WORK REQUIRED.
Only what runs from the line with "Would you kindly point at the power" to the final line of the records below should be given again, word for word.

ENTRIES PROVIDED.
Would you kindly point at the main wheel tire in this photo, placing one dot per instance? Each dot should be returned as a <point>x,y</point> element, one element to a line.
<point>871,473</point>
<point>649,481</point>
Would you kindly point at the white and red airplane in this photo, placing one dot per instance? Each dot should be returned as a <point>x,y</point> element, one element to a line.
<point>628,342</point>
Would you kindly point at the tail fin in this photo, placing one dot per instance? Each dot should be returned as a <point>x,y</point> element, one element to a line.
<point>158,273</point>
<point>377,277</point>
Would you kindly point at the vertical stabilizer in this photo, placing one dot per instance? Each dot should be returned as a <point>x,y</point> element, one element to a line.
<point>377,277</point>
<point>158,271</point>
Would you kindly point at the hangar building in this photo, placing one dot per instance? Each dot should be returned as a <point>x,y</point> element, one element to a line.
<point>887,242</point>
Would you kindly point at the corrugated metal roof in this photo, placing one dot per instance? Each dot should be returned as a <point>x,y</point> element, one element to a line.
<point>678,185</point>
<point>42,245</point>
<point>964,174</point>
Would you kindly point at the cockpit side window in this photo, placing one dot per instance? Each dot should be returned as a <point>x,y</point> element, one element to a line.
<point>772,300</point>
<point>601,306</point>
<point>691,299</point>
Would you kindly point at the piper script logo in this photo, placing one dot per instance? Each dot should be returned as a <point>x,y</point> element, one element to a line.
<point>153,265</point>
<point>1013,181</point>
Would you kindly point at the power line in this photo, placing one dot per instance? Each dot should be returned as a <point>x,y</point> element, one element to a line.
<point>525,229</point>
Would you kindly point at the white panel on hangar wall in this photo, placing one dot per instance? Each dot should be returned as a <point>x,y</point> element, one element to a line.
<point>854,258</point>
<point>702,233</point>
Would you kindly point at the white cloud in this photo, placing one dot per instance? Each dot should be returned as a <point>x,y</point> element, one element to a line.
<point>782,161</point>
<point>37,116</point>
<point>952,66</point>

WRITTEN ANSWER.
Would you kindly point at the power line in this photo, placing one dot per instance? Each dot should be returned as a <point>x,y</point> element, one element to a line.
<point>525,229</point>
Would you kindly point at the white panel on hangar wall in this photo, placing one dot per instance? Each dot should be returned as a <point>x,y</point> element, one element to a line.
<point>854,258</point>
<point>702,233</point>
Would you kindly point at the white cloud in this photo, placing one dot per instance? Each dot should be returned as a <point>x,y</point> element, one element to a line.
<point>782,161</point>
<point>37,116</point>
<point>952,66</point>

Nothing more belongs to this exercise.